[Object pointing dataset rows]
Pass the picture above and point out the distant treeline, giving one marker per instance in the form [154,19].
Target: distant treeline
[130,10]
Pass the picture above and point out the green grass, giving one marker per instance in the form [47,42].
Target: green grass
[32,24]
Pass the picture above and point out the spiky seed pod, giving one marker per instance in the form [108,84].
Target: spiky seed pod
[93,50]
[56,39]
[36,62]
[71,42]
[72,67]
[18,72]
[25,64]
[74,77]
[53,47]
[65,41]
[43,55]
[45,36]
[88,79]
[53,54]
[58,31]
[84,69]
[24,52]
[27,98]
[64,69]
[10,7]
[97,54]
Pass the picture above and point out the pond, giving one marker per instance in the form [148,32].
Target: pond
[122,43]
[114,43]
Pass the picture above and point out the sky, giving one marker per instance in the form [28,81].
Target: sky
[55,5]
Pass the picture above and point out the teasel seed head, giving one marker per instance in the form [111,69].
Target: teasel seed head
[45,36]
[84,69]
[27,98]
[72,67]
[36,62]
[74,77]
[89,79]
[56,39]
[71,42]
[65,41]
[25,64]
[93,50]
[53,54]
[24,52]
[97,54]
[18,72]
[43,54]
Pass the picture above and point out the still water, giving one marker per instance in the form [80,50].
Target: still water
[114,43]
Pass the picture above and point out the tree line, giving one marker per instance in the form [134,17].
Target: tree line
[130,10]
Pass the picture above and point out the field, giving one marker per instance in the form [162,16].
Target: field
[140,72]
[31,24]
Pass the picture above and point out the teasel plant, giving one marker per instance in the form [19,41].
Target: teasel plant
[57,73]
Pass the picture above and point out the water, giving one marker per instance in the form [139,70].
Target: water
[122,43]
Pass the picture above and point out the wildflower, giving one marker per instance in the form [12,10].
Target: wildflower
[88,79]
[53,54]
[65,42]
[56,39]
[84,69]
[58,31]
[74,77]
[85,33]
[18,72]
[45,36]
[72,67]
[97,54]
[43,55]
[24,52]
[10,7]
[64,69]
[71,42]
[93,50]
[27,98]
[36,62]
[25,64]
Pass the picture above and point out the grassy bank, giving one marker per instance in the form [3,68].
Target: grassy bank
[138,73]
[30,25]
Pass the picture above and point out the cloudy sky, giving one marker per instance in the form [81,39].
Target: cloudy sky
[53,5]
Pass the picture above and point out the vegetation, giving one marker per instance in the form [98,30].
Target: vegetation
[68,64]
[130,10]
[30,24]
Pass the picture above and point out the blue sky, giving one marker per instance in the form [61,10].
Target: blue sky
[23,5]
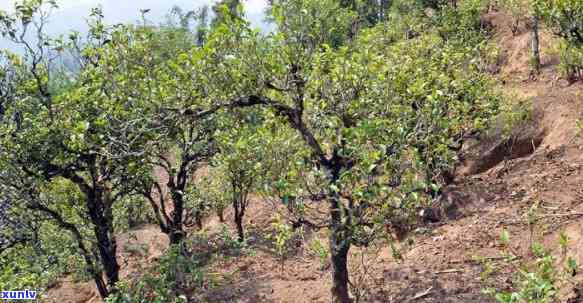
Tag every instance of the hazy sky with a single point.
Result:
(72, 14)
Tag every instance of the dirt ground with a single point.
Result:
(446, 261)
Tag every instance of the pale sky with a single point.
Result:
(72, 14)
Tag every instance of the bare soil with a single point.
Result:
(446, 261)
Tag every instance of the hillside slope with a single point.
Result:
(542, 164)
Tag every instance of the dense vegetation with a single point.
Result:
(361, 106)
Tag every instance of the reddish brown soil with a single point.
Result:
(446, 262)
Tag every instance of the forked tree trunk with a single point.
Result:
(536, 62)
(100, 212)
(239, 223)
(339, 256)
(339, 246)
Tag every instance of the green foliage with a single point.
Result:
(163, 283)
(538, 281)
(565, 17)
(281, 238)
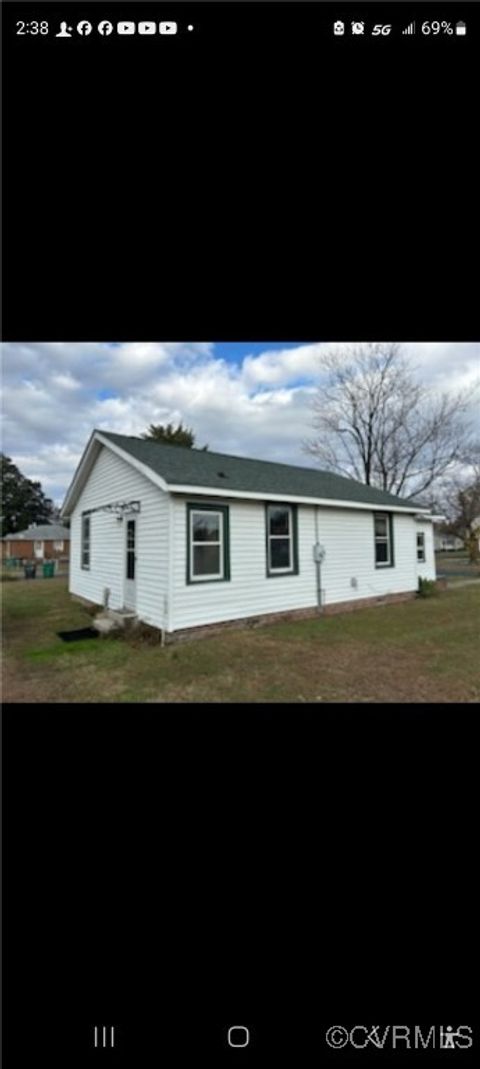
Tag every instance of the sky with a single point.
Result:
(250, 399)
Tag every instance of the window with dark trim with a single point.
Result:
(281, 540)
(207, 543)
(420, 545)
(384, 539)
(86, 542)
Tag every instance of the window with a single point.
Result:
(420, 545)
(130, 548)
(384, 540)
(281, 540)
(207, 543)
(86, 542)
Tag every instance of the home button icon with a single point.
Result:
(238, 1036)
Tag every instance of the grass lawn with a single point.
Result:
(423, 650)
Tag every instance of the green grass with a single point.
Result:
(422, 650)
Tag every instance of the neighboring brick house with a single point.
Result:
(39, 542)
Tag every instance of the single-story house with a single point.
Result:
(39, 542)
(186, 538)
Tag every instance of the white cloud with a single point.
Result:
(53, 396)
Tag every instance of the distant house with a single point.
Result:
(186, 538)
(39, 542)
(443, 542)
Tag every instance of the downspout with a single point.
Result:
(318, 566)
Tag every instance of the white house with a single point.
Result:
(187, 538)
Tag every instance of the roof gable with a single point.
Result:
(180, 469)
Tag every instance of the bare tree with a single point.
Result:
(460, 501)
(375, 421)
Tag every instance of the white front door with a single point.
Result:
(130, 562)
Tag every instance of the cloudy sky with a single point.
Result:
(251, 399)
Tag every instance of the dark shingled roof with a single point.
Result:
(196, 467)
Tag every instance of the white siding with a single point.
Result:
(112, 480)
(349, 540)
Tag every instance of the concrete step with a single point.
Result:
(111, 620)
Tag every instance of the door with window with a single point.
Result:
(130, 563)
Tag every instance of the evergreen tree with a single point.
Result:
(22, 500)
(171, 435)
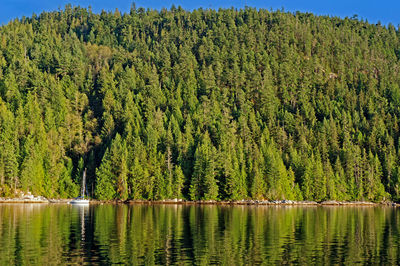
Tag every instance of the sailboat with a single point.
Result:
(81, 199)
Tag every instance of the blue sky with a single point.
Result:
(384, 11)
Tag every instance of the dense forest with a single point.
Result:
(215, 105)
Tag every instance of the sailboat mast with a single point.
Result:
(83, 183)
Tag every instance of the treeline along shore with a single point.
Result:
(200, 105)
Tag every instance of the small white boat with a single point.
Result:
(81, 199)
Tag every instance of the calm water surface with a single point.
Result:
(176, 234)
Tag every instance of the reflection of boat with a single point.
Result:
(81, 199)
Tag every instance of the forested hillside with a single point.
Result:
(227, 104)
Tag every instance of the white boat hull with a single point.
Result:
(79, 202)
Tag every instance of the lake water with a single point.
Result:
(52, 234)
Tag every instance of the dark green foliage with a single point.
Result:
(233, 104)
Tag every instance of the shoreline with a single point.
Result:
(43, 200)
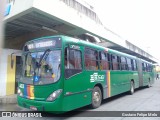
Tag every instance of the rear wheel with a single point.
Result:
(96, 97)
(132, 88)
(149, 84)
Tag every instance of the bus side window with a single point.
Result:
(114, 62)
(123, 63)
(73, 62)
(91, 59)
(109, 61)
(144, 66)
(103, 61)
(129, 64)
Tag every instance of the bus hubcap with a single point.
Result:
(96, 97)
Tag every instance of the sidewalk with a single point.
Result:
(8, 99)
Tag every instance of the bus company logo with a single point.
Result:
(96, 77)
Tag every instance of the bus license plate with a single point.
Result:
(33, 108)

EXERCISE AIM — Leave the pictures out and print the records above exactly as they stand.

RESPONSE TO THIS TASK —
Pass the picture above and point out the distant treeline, giving one marker per instance in the form [154,19].
Target: distant treeline
[130,10]
Pass the picture above and point out the green grass, giving one marker per instance in the form [47,42].
Target: green grass
[32,24]
Pass the picture above and point out the spiky seed pod, giving one marker per instance in the form [108,84].
Target: spiky seed pod
[93,50]
[56,39]
[36,62]
[71,42]
[72,67]
[18,72]
[25,64]
[74,77]
[53,47]
[65,41]
[43,55]
[45,36]
[88,79]
[53,54]
[58,31]
[84,69]
[24,52]
[27,98]
[64,69]
[10,7]
[97,54]
Pass the picture above and point out the pond, giving one marker per instance in the form [148,32].
Target: pond
[122,43]
[114,43]
Pass the picture above and point out the sky, giving one marker per instance in the form [28,81].
Target: sky
[55,5]
Pass the picture above and point out the teasel seed head, giving one marker per instance in the form [111,69].
Target: teasel seed head
[45,36]
[84,69]
[27,98]
[72,67]
[36,62]
[74,77]
[89,79]
[56,39]
[71,42]
[65,41]
[25,64]
[93,50]
[53,54]
[24,52]
[97,54]
[18,72]
[43,54]
Pass the picture above and point out the still water, giving one marker per instance in the form [80,50].
Target: still water
[114,43]
Pass the picture above and point out the tree line, giving one marker per instance in the form [134,17].
Target: tree line
[130,10]
Pass the picture above and point out the field, giving one marker per instance in the form [162,16].
Target: field
[140,72]
[31,24]
Pass the picture above and point out the teasel plant, giving one marker per instance in the form [19,41].
Target: teasel plant
[57,73]
Pass the picture above and point out the water, giving one marker per instance in the form [139,70].
Target: water
[122,43]
Pass the picture above and point out the wildflower, giving one marker per instance in the form [12,10].
Target: wildflower
[88,79]
[53,54]
[65,42]
[56,39]
[84,69]
[58,31]
[74,77]
[85,33]
[18,72]
[45,36]
[72,67]
[97,54]
[43,55]
[24,52]
[10,7]
[64,69]
[71,42]
[93,50]
[27,98]
[36,62]
[25,64]
Pass the picture above and point out the grassy bank, giving one marker per instance in the form [3,68].
Target: grassy bank
[138,73]
[30,25]
Pass the picture above and point out the cloudy sky, giving one marker per instance in the form [81,39].
Target: cloudy sky
[53,5]
Pass the picture above and point out the vegetation, giving one marker per instance in the form [98,30].
Target: vegetation
[68,64]
[130,10]
[30,24]
Pass the picture above and point out the blue sky, giving one marker per instance in the form [61,10].
Target: blue sky
[23,5]
Tag every instance of the hazy sky with a single point.
Result:
(72, 14)
Tag every instance of the dirt ground with a single point.
Result:
(446, 261)
Tag every instance of the pale sky with a single point.
Result:
(72, 14)
Tag every instance of the bare soil with a single point.
Result:
(446, 261)
Tag every instance of the hillside slope with a single point.
Result:
(542, 164)
Tag every instance of the dense vegetation with a single point.
Result:
(361, 106)
Tag every instance of the reddish brown soil with a single point.
Result:
(446, 262)
Tag every instance of the forked tree trunk with a single point.
Result:
(536, 62)
(100, 212)
(239, 223)
(339, 256)
(339, 246)
Tag every instance of the green foliage with a single point.
Result:
(163, 283)
(538, 281)
(565, 17)
(281, 238)
Tag every instance of the sky with a single point.
Result:
(250, 399)
Tag every instance of the window with dark trim with a single point.
Result:
(281, 540)
(207, 543)
(420, 545)
(384, 539)
(86, 542)
Tag every instance of the window with a single point.
Result:
(420, 545)
(130, 548)
(384, 540)
(281, 540)
(207, 543)
(86, 542)
Tag every instance of the home button icon with a single point.
Result:
(238, 1036)
Tag every instance of the grass lawn with a single point.
Result:
(423, 650)
Tag every instance of the green grass with a single point.
Result:
(422, 650)
Tag every instance of the neighboring brick house with a single point.
Result:
(39, 542)
Tag every instance of the single-story house with a single point.
Result:
(39, 542)
(186, 538)
Tag every instance of the white cloud with a single point.
Result:
(53, 396)
Tag every instance of the distant house with a single point.
Result:
(186, 538)
(39, 542)
(443, 542)
Tag every instance of the downspout with a single point.
Result:
(318, 566)
Tag every instance of the white house with a single point.
Result:
(187, 538)
Tag every instance of the roof gable with a single point.
Result:
(180, 469)
Tag every instance of the bare tree with a single point.
Result:
(460, 501)
(375, 421)
Tag every instance of the white front door with a single point.
Result:
(130, 562)
Tag every instance of the cloudy sky with a single point.
Result:
(251, 399)
Tag every instance of the dark shingled roof with a single point.
Result:
(196, 467)
Tag every instance of the white siding with a single point.
Result:
(112, 480)
(349, 540)
Tag every instance of the concrete step with a single point.
Result:
(111, 620)
Tag every instance of the door with window with a single point.
Result:
(130, 563)
Tag every instance of the evergreen tree with a single point.
Result:
(22, 500)
(171, 435)
Tag every instance of the sailboat with a single point.
Result:
(81, 199)
Tag every instance of the blue sky with a single point.
Result:
(384, 11)
Tag every instance of the dense forest with a single point.
Result:
(215, 105)
Tag every instance of the sailboat mast with a single point.
Result:
(83, 183)
Tag every instance of the treeline along shore with a single point.
Result:
(200, 105)
Tag every instance of the small white boat with a single point.
Result:
(81, 199)
Tag every instance of the calm water surface with a single point.
Result:
(176, 234)
Tag every instance of the reflection of boat with a single point.
Result:
(81, 199)
Tag every instance of the forested hillside with a single point.
Result:
(227, 104)
Tag every instance of the white boat hull with a single point.
Result:
(79, 202)
Tag every instance of the lake water with a single point.
Result:
(52, 234)
Tag every instance of the dark green foliage with a single point.
Result:
(233, 104)
Tag every instance of the shoreline with a single point.
Result:
(43, 200)
Tag every instance of the rear wheel with a single point.
Result:
(96, 97)
(132, 88)
(149, 84)
Tag every instance of the bus side window with a single point.
Result:
(114, 62)
(123, 63)
(73, 62)
(91, 59)
(109, 61)
(144, 66)
(103, 61)
(129, 64)
Tag every instance of the bus hubcap with a single point.
Result:
(96, 97)
Tag every instance of the sidewalk with a single point.
Result:
(8, 99)
Tag every instance of the bus company logo with a single point.
Result:
(96, 77)
Tag every instance of the bus license plate with a single point.
Result:
(33, 108)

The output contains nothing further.